» What you will do
Reproduce all of the data below line for line, changing nothing.

» Input
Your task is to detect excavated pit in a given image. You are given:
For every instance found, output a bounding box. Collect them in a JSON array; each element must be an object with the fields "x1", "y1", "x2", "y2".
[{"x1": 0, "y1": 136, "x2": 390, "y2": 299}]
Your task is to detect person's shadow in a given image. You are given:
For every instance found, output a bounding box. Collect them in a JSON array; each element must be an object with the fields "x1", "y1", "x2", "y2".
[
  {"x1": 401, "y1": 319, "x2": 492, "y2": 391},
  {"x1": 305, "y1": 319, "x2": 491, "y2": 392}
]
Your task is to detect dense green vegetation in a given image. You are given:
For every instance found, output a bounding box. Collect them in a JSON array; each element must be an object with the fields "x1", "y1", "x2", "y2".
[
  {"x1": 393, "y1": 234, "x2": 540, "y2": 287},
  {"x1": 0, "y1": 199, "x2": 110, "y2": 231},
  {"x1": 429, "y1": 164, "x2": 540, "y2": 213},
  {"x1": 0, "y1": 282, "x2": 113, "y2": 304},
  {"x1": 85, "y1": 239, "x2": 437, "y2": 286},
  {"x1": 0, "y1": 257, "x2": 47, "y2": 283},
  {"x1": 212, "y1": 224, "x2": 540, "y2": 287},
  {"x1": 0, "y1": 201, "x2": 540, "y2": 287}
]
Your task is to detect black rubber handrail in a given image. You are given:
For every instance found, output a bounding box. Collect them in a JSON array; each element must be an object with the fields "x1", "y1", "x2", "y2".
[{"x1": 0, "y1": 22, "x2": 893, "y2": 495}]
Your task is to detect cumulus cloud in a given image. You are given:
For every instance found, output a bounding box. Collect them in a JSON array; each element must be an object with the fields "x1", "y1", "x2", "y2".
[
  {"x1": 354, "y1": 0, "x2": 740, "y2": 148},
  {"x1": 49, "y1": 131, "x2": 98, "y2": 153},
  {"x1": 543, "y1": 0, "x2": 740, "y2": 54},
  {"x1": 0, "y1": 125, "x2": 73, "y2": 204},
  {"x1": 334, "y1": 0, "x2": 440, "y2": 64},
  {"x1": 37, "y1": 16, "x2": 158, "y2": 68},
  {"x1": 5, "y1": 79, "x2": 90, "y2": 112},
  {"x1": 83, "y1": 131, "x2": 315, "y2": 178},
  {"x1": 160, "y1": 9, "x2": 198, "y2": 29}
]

» Task solution
Your task is to detect excavated pit in a given image. You are given:
For every instance found, output a bounding box. Collect them in a JSON array; each element must be an object with the fields "x1", "y1", "x2", "y2".
[{"x1": 0, "y1": 136, "x2": 390, "y2": 299}]
Your task is to detect person's shadow in a given image. You are given:
For every instance found, output a bounding box. Collect them in a JSON array; each element must be an object with the fields "x1", "y1", "x2", "y2".
[
  {"x1": 401, "y1": 319, "x2": 492, "y2": 391},
  {"x1": 305, "y1": 319, "x2": 491, "y2": 392}
]
Your task is to detect dense green vegetation in a given image. You are given:
For every instance found, output a bounding box. Collect them in a JSON array; each element must be an object with the fields "x1", "y1", "x2", "y2".
[
  {"x1": 393, "y1": 234, "x2": 540, "y2": 287},
  {"x1": 0, "y1": 199, "x2": 110, "y2": 231},
  {"x1": 429, "y1": 164, "x2": 540, "y2": 213},
  {"x1": 0, "y1": 282, "x2": 113, "y2": 304},
  {"x1": 85, "y1": 239, "x2": 437, "y2": 286},
  {"x1": 0, "y1": 257, "x2": 47, "y2": 283},
  {"x1": 212, "y1": 224, "x2": 540, "y2": 287},
  {"x1": 0, "y1": 201, "x2": 540, "y2": 287}
]
Your task is to detect black rubber handrail in a given image. You are given:
For every instance found, output a bounding box. Collect them in a JSON array; each element must be an object with the fields "x1", "y1", "x2", "y2".
[{"x1": 0, "y1": 22, "x2": 893, "y2": 495}]
Your task is to detect cumulus cloud in a given image. You are given:
For every instance found, output a bounding box. Collect them in a JSON array; each element must be an object with the fields "x1", "y1", "x2", "y2".
[
  {"x1": 354, "y1": 0, "x2": 740, "y2": 148},
  {"x1": 49, "y1": 131, "x2": 98, "y2": 153},
  {"x1": 543, "y1": 0, "x2": 740, "y2": 54},
  {"x1": 0, "y1": 125, "x2": 73, "y2": 204},
  {"x1": 334, "y1": 0, "x2": 440, "y2": 64},
  {"x1": 37, "y1": 16, "x2": 158, "y2": 68},
  {"x1": 5, "y1": 79, "x2": 90, "y2": 112},
  {"x1": 83, "y1": 131, "x2": 315, "y2": 178},
  {"x1": 160, "y1": 9, "x2": 198, "y2": 29}
]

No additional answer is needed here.